Please rewrite the lines below as a numbered list, leaving out any blank lines.

Some lines
* * * *

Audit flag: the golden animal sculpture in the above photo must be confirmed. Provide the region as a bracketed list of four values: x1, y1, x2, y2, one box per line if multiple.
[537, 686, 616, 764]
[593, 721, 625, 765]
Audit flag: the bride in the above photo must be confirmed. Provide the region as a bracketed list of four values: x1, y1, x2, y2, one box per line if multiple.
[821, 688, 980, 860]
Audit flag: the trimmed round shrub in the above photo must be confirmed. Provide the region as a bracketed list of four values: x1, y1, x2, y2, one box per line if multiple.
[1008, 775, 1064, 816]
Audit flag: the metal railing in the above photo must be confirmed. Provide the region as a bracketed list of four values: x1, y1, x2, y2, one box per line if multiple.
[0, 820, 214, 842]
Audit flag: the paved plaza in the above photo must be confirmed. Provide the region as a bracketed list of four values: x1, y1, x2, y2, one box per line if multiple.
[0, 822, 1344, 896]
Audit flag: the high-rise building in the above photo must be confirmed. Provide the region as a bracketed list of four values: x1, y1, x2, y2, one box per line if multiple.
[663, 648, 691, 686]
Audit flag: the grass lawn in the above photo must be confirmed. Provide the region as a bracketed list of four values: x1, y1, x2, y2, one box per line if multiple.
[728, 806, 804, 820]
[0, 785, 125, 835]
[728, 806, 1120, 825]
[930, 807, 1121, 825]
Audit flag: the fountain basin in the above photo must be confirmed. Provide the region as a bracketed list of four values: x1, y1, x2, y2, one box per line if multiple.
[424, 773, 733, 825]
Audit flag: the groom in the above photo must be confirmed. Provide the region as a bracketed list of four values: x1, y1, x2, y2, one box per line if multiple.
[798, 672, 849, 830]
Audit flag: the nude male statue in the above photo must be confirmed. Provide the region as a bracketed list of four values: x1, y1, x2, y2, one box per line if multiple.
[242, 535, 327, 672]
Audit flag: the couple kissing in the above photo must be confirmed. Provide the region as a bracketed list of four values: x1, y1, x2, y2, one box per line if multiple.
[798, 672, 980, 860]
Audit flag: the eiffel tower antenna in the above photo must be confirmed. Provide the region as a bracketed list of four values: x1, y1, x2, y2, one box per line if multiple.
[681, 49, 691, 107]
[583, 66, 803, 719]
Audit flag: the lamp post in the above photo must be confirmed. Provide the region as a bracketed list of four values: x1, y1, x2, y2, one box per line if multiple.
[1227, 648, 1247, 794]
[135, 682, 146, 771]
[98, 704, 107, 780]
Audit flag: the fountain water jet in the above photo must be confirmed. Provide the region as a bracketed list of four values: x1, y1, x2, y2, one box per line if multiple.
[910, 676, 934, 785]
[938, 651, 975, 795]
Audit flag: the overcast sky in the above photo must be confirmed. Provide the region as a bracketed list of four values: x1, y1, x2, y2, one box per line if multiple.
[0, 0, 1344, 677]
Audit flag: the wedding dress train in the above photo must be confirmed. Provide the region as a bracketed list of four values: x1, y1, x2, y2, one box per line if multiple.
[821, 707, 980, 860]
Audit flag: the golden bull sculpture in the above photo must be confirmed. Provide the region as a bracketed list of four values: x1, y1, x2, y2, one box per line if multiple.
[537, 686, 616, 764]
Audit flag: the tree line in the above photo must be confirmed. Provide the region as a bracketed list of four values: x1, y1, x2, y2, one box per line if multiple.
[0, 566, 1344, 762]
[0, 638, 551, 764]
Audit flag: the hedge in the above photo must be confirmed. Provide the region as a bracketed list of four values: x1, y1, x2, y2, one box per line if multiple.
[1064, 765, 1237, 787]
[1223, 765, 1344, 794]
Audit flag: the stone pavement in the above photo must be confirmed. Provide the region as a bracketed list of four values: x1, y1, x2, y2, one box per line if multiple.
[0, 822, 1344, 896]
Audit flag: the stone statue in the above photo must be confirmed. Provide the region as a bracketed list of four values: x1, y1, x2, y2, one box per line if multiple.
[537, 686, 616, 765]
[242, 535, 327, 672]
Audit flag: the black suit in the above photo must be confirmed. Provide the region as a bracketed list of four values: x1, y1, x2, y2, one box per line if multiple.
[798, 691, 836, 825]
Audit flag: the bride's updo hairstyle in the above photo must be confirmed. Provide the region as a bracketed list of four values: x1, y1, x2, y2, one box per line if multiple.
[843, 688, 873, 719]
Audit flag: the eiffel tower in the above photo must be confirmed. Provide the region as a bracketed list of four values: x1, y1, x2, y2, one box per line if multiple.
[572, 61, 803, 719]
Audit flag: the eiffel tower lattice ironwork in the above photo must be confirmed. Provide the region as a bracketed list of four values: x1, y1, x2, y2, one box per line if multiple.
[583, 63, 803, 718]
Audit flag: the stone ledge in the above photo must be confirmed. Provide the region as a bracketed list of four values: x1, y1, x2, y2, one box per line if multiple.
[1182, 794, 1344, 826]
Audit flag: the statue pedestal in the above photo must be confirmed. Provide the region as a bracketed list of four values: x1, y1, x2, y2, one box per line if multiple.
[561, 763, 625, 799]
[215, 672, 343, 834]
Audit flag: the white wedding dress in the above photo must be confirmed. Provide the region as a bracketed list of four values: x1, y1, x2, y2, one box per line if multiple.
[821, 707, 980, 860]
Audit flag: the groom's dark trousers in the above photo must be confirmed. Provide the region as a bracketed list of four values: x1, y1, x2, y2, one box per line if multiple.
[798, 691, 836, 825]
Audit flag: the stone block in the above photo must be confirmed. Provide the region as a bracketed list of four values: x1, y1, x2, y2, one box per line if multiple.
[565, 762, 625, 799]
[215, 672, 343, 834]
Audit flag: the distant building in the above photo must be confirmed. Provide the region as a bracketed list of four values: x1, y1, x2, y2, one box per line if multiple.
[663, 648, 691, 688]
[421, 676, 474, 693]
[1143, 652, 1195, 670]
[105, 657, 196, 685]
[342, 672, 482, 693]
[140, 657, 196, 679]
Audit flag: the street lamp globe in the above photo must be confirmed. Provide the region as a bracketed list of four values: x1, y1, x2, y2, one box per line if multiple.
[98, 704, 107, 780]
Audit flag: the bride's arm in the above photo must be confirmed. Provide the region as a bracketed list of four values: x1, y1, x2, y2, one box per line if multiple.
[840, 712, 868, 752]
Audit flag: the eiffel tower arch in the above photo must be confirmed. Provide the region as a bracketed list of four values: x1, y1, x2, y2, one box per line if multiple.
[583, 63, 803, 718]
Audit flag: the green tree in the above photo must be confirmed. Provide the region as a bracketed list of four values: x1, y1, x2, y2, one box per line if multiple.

* * * *

_Answer to this task:_
1. Audit flag: the golden animal sculpture in the above photo must be confirmed. Provide the region as a bracketed list of four values: x1, y1, x2, y2, one box per line if multiple.
2. [537, 686, 616, 764]
3. [593, 721, 625, 765]
4. Audit flag: the bride in the above photo must be confirmed. Provide the region as a bracketed list of four values: x1, y1, x2, y2, one box per line if multiple.
5. [821, 688, 980, 860]
6. Audit flag: the trimmed round shrub in the above photo must be confirmed. Provide the region as a bracketed list of four values: x1, y1, x2, y2, one box per line if multiple.
7. [1008, 775, 1064, 816]
8. Audit flag: the metal railing in the above photo must be confirmed. Provide the region as a bracketed list of four values: x1, y1, x2, y2, one box per line if multiple.
9. [0, 820, 214, 842]
10. Audit flag: the paved plaza in the above photo must be confirmed. Provide the region as a bracketed list of four values: x1, y1, x2, y2, one box per line if multiple.
11. [0, 822, 1344, 896]
12. Audit flag: the high-rise building in the above photo must be confirmed. Provide the region as a bracketed list of four values: x1, y1, x2, y2, one box per line if multiple.
13. [663, 648, 691, 686]
14. Audit flag: the grass lawn in the above photo must be confirmed. Provide the region as a bracketed list of four values: x1, y1, x2, y2, one box per line if multiple.
15. [728, 806, 804, 820]
16. [0, 785, 125, 835]
17. [728, 806, 1120, 825]
18. [930, 807, 1121, 825]
19. Audit flag: the fountain basin in the above photo must be confirmed. Provide the region as a bracketed list of four values: x1, y1, x2, y2, one box per line if multiple.
20. [424, 773, 733, 825]
21. Audit flag: the groom in the above photo must be confirmed. Provide the region as a bracketed list of four values: x1, y1, x2, y2, one box per line if multiple.
22. [798, 672, 849, 830]
23. Audit flag: the nude male statue in the above photo must be confirmed. Provide the region as a bracketed list of four values: x1, y1, x2, y2, one box per line if multiple.
24. [242, 535, 327, 672]
25. Audit flag: the couple kissing in the above photo must be confirmed. Provide the region as a bracketed list of four values: x1, y1, x2, y2, one box per line if multiple.
26. [798, 672, 980, 860]
27. Audit flag: the eiffel tower antenna in the above photo must be confirmed. Provide the region as a bracketed list of four values: x1, y1, x2, y2, one box per line if multiple.
28. [681, 49, 691, 107]
29. [583, 66, 803, 719]
30. Audit flag: the lamp post in the above photo must be confirmed. Provide the region as a bracketed list of four values: x1, y1, x2, y2, one box per line if multiple.
31. [1227, 648, 1247, 794]
32. [135, 682, 146, 771]
33. [98, 704, 107, 780]
34. Audit flag: the fountain water jet in the above photo must be confirmed. Provide the region as a bracketed list of four values: x1, y1, x2, y2, one box per line if multiple.
35. [910, 676, 934, 785]
36. [938, 651, 975, 795]
37. Audit flag: the overcast sky in the above photo must be confirmed. Provide the region as a bracketed list of four values: x1, y1, x2, y2, one box per line if multiple.
38. [0, 0, 1344, 677]
39. Audit flag: the wedding dress train in the above photo must be confirmed. Provide the region as a bracketed list of four values: x1, y1, x2, y2, one box per line if multiple.
40. [821, 707, 980, 860]
41. Audit flag: the golden bull sculpture in the above photo must be confirmed. Provide the region as a bracketed list of four values: x1, y1, x2, y2, one box per line if multiple.
42. [537, 686, 616, 764]
43. Audit flag: the tree line in the above photo must be confirmed. Provide the region as a bracketed list of four values: x1, y1, x2, y2, one box per line if multiple.
44. [0, 566, 1344, 762]
45. [0, 638, 551, 764]
46. Audit flag: the hedge in the above photo must be confirmed. Provide the region as a bracketed list of four values: x1, y1, x2, y2, one box per line if multiple.
47. [1064, 765, 1237, 787]
48. [1223, 765, 1344, 794]
49. Audit flag: the stone pavement in the above photo must be confirmed. Provide the region as a bracketed list of four values: x1, y1, x2, y2, one box per line if multiple.
50. [0, 822, 1344, 896]
51. Audit flag: the stone statue in the above photo must be confirmed. Provide the region as a bracketed list of four values: x1, y1, x2, y2, one box per line if multiple.
52. [537, 686, 616, 765]
53. [242, 535, 327, 672]
54. Audit flag: the black suit in the above photo must be confirmed. Provide the region as a bracketed list of four values: x1, y1, x2, y2, one box per line if multiple.
55. [798, 691, 836, 825]
56. Audit flag: the bride's updo hairstyle in the above photo must be confirmed. Provide the region as a bracketed list of four values: x1, y1, x2, y2, one box per line if multiple.
57. [843, 688, 873, 719]
58. Audit flag: the eiffel tower in the above photo must be confirmed. Provide the region as a bracketed list of four values: x1, y1, x2, y2, one box per line if multiple.
59. [572, 61, 803, 719]
60. Audit flag: the eiffel tower lattice ironwork in the above photo must be confirmed. Provide the region as a bracketed list of four values: x1, y1, x2, y2, one box per line if multiple.
61. [583, 63, 803, 718]
62. Audit flag: the stone ledge in the above photo must be confirmed. Provide the region as a bracketed list of four values: x1, y1, x2, y2, one box per line if multiple.
63. [1182, 794, 1344, 826]
64. Audit flag: the statue pedestal in the above photo must be confirmed. Provide the region as a bracketed list of four values: x1, y1, x2, y2, one box per line if multiple.
65. [561, 763, 625, 799]
66. [215, 672, 343, 834]
67. Audit flag: the white wedding dress in the above photo must be confirmed. Provide the region as a bracketed list of four values: x1, y1, x2, y2, one box per line if multiple.
68. [821, 707, 980, 860]
69. Audit flag: the groom's dark trousers in the above photo must be confirmed. Provide the region as a bracketed list of four values: x1, y1, x2, y2, one box per line if multiple.
70. [798, 691, 836, 825]
71. Audit flag: the stone block in the above photo must be confirmed. Provide the region as a bracketed list of four values: x1, y1, x2, y2, one box per line if multiple.
72. [565, 762, 625, 799]
73. [215, 672, 343, 834]
74. Audit flag: the distant building in the above photo must be confirmed. Provide the region as a bracketed list of four values: x1, y1, x2, y2, one box per line if multiple.
75. [663, 648, 691, 688]
76. [421, 676, 474, 693]
77. [1143, 652, 1195, 670]
78. [105, 657, 196, 685]
79. [342, 672, 482, 693]
80. [140, 657, 196, 679]
81. Audit flag: the street lamp globe in the above photo must be confirmed. Provide the region as a bracketed list of four values: x1, y1, x2, y2, one box per line if multiple.
82. [98, 704, 107, 780]
83. Audit flag: the bride's arm in the above photo must be confirmed. Provide the region as a bracketed list of four values: x1, y1, x2, y2, one box per line if multiple.
84. [840, 712, 868, 752]
85. Audit flag: the eiffel tower arch in the above photo must be confirmed. Provide the region as a bracketed list of four values: x1, y1, x2, y2, one box per line if multiple.
86. [583, 63, 803, 718]
87. Audit flag: the green tree in the above photo must be confirmed. Provide the region as a bracketed list of four values: x1, y1, x2, y2, one box per line if multiple.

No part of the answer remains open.